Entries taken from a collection
+-------+

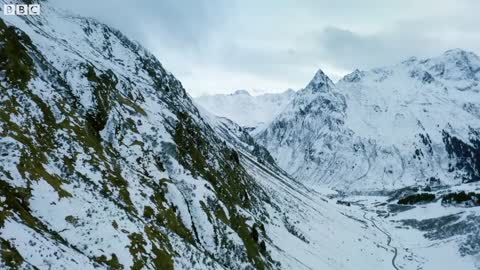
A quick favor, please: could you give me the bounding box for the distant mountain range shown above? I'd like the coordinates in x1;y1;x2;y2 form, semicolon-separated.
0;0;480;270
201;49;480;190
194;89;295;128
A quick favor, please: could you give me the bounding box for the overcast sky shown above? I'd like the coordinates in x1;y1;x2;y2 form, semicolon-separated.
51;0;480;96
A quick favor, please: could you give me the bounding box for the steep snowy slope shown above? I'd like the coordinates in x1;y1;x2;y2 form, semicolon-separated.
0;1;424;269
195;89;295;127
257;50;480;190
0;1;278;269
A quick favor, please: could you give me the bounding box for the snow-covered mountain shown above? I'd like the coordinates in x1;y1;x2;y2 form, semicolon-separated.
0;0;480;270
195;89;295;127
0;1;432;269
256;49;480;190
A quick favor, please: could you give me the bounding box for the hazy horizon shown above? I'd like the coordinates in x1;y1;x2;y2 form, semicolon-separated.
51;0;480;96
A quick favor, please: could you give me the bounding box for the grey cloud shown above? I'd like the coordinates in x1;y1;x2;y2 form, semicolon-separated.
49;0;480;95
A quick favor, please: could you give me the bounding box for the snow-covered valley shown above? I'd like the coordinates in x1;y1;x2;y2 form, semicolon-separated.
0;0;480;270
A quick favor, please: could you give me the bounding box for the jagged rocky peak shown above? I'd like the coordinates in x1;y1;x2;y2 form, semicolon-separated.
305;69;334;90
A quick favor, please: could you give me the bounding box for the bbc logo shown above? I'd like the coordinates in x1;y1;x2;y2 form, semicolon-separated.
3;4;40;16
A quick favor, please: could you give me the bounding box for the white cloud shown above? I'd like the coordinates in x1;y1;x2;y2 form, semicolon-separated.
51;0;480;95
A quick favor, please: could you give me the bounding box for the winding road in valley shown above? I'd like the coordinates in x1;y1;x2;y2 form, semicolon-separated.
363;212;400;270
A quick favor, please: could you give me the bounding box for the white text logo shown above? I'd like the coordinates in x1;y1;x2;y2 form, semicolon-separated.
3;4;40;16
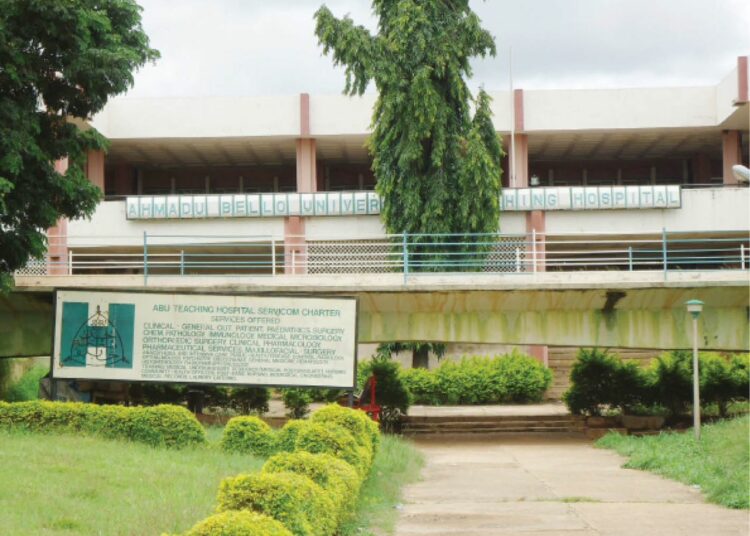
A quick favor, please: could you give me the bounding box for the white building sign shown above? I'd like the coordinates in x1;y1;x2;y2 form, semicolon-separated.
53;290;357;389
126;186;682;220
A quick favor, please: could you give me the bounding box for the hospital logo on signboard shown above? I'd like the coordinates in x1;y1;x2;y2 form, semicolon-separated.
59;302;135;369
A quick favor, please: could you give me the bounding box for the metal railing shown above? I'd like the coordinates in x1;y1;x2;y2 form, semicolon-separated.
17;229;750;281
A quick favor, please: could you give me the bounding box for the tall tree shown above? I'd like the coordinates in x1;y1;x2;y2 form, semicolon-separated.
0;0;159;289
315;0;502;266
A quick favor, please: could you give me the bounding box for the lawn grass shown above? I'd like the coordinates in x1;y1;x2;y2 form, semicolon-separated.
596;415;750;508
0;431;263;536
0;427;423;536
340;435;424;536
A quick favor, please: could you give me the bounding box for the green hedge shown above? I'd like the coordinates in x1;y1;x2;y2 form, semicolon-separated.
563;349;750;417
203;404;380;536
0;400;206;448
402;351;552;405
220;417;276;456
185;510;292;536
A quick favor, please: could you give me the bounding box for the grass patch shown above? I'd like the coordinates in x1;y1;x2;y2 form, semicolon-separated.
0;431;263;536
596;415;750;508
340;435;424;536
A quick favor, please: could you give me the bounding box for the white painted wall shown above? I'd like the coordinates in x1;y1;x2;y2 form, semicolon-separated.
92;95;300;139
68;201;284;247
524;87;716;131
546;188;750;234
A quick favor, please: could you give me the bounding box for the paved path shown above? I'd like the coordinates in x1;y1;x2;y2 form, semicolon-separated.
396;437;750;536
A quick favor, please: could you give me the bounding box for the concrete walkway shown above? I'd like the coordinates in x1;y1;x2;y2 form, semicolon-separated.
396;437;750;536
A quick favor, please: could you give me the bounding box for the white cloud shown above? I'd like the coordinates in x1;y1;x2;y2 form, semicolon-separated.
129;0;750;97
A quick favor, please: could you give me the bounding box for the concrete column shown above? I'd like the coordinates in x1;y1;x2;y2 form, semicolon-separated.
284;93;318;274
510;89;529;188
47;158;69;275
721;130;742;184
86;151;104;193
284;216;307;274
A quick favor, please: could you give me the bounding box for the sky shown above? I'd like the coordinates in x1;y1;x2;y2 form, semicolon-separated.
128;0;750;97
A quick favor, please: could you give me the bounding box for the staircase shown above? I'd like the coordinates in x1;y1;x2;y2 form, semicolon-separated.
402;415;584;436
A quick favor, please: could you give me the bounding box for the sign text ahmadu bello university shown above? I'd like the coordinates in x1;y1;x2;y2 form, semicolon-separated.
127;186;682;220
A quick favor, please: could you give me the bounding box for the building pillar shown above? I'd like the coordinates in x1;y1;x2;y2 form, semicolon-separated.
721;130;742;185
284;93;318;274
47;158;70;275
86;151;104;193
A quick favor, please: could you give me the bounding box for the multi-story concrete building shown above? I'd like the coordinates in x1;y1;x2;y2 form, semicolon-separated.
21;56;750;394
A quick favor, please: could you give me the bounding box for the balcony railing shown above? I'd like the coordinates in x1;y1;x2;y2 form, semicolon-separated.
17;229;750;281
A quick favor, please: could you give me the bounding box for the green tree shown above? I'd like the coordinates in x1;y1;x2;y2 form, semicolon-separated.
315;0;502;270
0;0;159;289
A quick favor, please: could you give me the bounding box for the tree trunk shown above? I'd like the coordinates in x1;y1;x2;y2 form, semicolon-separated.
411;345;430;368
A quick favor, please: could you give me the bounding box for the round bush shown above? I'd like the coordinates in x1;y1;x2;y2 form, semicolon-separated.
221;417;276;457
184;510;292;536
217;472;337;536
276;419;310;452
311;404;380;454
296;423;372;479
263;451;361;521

+-------+

◆ **Goal**: Put the lines from the one containing "the green hedge" through the one containing "546;188;750;234", both included, into a JSON list of strings with one string per line and no blank lines.

◆ **Final answer**:
[
  "A quick favor, please: could you give me the bounding box for the green hedge shown above? I'd like the coordinates in x1;y1;x2;y2 form, semicolon-separated.",
  "563;349;750;417",
  "203;404;380;536",
  "0;400;206;448",
  "402;351;552;405",
  "220;417;276;456",
  "185;510;292;536",
  "A quick favor, please: could you give me the bounding box for the grass patch shown above? I'd like the coordinates in x1;y1;x2;y2 form, semicolon-separated.",
  "0;431;263;536",
  "596;415;750;508",
  "340;435;424;536",
  "A quick favor, please: could you give me the bounding box for the white painted wall shown above? I'd like the coordinates in x1;y1;x2;y2 form, semicolon-separated.",
  "92;95;300;139",
  "68;201;284;247",
  "524;87;716;131",
  "546;188;750;234"
]